■ PROVIDED PASSAGE:
------------------------------------------------

Goods Movement in Rural Areas

Background

The economic vitality of the Sacramento region is extraordinarily dependent on the ability to transport goods to consumers, which is particularly critical to the viability of the manufacturing, distribution, and agricultural sectors. Goods movement is one of many elements in regional competitiveness and can be a key tie-breaker in location decisions. Freight-dependent industries, such as agricultural processing, can be more easily attracted to regions with modern, un-congested infrastructure, and are discouraged from locating along crowded highways or older arterials that restrict truck flow. A region that has adequate goods movement infrastructure and is strategically located from a trade perspective can profit considerably from its ability to receive, sort, and deliver goods and services quickly, cheaply, and effectively.

Within the Sacramento region, an estimated 90.6% of freight tonnage is carried by truck, 2.9% by rail, 0.4% by ship and 0.1% by air. The remainder is carried by some combination of modes or by pipeline. It is important to remember that even freight moved by ship or train still must almost always travel “the last mile” to its destination by truck. Average daily truck volumes on the region’s freeways range from around 3,000 per weekday on Route 70; 4,100 on U.S. 50; 8,000 on Route 99 and I-80; and up to 10,650 on I-5. Figure 1 shows the growth since 1988 of daily two-way truck volumes on two major goods movement corridors in the Sacramento region.

Locally, the makeup of shipments that stay within the region is about 35% gravel and other non-metal mineral products, 20% gasoline and petroleum products, and 9% waste or scrap. The only sizeable product exported out of the region is agriculture (both fresh and processed foods), and agricultural trucking depends upon rural roads, highways, and freeways.

------------------------------------------------

■ EXTRACTED INFORMATION:
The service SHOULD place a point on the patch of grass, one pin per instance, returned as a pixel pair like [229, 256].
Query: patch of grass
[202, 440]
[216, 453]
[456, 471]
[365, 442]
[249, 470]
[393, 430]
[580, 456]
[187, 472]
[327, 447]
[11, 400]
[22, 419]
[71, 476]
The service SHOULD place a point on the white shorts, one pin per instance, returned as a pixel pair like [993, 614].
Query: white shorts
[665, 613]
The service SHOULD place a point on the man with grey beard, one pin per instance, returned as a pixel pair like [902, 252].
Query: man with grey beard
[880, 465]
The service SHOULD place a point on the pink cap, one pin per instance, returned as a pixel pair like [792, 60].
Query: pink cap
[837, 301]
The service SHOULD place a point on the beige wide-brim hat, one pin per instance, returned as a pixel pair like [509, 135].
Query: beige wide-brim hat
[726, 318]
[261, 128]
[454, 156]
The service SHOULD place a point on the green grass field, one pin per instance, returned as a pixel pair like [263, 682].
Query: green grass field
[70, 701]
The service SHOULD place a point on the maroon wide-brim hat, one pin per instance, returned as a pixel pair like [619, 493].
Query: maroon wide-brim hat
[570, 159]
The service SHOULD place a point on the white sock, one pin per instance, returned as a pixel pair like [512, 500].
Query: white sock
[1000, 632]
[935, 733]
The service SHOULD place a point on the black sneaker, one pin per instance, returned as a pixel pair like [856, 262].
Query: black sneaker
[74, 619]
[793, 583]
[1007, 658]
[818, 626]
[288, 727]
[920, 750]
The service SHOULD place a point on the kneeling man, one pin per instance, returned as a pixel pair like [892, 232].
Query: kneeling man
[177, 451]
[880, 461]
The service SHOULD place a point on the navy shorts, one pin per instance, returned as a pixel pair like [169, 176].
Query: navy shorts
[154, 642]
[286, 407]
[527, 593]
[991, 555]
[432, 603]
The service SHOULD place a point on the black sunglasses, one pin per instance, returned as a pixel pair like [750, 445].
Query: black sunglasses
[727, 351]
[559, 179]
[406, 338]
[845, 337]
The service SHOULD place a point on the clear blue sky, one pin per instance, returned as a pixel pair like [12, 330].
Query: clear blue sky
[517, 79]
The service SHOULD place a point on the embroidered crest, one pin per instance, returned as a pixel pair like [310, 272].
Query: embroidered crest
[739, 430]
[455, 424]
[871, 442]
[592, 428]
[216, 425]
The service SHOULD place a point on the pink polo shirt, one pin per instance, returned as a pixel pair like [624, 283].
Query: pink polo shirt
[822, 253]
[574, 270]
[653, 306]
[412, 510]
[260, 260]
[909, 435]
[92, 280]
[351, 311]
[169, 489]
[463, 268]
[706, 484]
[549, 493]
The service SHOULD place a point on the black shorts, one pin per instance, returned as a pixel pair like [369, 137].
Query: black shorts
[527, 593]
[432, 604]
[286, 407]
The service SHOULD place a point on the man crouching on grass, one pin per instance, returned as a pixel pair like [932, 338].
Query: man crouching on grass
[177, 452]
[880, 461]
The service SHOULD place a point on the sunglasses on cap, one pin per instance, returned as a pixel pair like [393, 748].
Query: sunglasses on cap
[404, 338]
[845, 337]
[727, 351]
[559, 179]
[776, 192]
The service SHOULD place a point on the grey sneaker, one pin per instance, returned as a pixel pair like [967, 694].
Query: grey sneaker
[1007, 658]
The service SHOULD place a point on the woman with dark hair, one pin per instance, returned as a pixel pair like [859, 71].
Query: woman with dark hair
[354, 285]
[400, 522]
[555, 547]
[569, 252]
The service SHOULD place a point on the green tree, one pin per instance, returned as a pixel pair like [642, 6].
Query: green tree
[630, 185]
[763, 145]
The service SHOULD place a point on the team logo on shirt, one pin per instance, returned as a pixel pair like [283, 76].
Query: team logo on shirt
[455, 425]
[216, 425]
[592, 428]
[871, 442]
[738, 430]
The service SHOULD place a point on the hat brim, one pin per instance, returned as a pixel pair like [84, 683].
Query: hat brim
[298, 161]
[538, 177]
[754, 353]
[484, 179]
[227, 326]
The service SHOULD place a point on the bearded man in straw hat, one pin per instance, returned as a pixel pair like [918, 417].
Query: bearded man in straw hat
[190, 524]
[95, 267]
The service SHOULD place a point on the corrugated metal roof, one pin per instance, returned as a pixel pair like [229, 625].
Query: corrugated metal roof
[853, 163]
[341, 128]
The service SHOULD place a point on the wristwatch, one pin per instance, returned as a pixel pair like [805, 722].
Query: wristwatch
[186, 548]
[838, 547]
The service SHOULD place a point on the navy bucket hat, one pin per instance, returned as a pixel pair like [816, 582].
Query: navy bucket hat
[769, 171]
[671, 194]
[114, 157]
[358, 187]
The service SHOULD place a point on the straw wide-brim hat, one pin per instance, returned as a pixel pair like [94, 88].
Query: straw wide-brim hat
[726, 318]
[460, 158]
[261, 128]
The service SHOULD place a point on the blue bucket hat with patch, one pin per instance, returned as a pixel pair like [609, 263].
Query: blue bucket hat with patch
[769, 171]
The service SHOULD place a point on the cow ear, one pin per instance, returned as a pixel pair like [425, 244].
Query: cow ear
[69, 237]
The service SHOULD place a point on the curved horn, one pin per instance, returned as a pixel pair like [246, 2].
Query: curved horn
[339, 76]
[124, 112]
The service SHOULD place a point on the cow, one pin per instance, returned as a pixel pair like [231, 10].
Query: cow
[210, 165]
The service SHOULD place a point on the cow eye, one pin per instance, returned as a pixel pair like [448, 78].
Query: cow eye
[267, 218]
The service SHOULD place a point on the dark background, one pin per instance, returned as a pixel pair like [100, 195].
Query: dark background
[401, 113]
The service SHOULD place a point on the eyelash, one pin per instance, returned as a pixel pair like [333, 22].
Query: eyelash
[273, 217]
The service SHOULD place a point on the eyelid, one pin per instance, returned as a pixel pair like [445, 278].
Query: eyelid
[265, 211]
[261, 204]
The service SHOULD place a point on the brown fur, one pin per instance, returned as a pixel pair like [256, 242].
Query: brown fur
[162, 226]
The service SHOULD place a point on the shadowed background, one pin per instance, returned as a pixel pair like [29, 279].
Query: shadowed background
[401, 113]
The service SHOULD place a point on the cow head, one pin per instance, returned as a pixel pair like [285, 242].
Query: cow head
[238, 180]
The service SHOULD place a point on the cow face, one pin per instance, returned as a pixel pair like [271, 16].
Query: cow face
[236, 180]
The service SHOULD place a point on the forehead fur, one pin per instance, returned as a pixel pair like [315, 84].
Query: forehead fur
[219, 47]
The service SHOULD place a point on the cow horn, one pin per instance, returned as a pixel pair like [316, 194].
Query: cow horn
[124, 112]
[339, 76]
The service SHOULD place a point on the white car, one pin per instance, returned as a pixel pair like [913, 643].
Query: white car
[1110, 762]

------------------------------------------------

■ WRITTEN PROBLEM 1: Do the following statements agree with the passage on goods movement in rural areas? For each, answer yes or no and quote the words of the passage that decide it. (a) About 2.9% of freight tonnage in the Sacramento region moves by rail. (b) Route 70 carries the highest average daily truck volume of the region's freeways. (c) Waste or scrap makes up about 20% of the shipments that stay within the region.
■ WRITTEN PROBLEM 2: According to the passage on goods movement in rural areas, what is the only sizeable product exported out of the Sacramento region?
■ WRITTEN PROBLEM 3: Write the next part of the passage on goods movement in rural areas, picking up after its final sentence.

■ WRITTEN RESPONSE 1:
(a) Yes: "an estimated 90.6% of freight tonnage is carried by truck, 2.9% by rail"
(b) No: "from around 3,000 per weekday on Route 70; 4,100 on U.S. 50; 8,000 on Route 99 and I-80; and up to 10,650 on I-5"
(c) No: "20% gasoline and petroleum products, and 9% waste or scrap"

■ WRITTEN RESPONSE 2: Agriculture, both fresh and processed foods.

■ WRITTEN RESPONSE 3:
Figure 2 describes the value and weight of U.S. exports by transport mode. Goods are transported through the Sacramento region using all five primary modes, each with its own relative opportunities and constraints.

Primary Goods Movement Modes

Trucks

Throughout the country, the highway system plays an important role in the shipment of freight. The heaviest concentration of interstate or intrastate truck movement is along the interstate highway corridors. The vast majority of rural goods are shipped into and out of states by truck. Due to the flexibility and the door-to-door service provided, the highway and road network is vitally important for shipping freight. This is evidenced by the shear size of the trucking industry in America.

Most increased freight shipment in the SACOG region is being carried by truck, a trend likely to continue. Both Interstate 5, linking the Central Valley with southern California seaports, and Interstate 80, linking the Bay Area, Sacramento, and areas east of the Sierra, carry 2,500 truck trips per day through the region plus another 5,000 that stop here. More truck traffic must use arterial roads, as businesses move to suburban areas with limited highway access. With greater use of local routes and increases in truck weight limits, roads have deteriorated.

Railroads

Rural areas depend on rail freight to transport heavy and bulky commodities such as lumber, agricultural products and heavy equipment. For heavy, large volume bulk commodities, the cost of shipment is much less by rail. In addition, transport by rail reduces the damage to local rural roads that would take place if these commodities were hauled by truck. Railroads move 40% of the nation's total intercity freight (measured in ton-miles), more than any other mode (trucks move 28%; water, 14%; pipelines, 18%). Across the nation there are more than 500 railroad companies, many that could be called "small" railroads. Some are operations with a few miles of line and only a few full-time employees.

Between 1990 and 2001, freight transport on the nation’s major railroads increased by nearly 45%. At the same time, national rail system mileage decreased by 18%—largely the result of rail industry consolidations. Consequently, rail capacity has been severely strained in recent years, most notably during a series of high-profile rail disruptions in the late 1990s, such as the service slowdowns resulting from the 1996 Union Pacific-Southern Pacific merger. Agriculture was among those industries most hurt by rail disruptions.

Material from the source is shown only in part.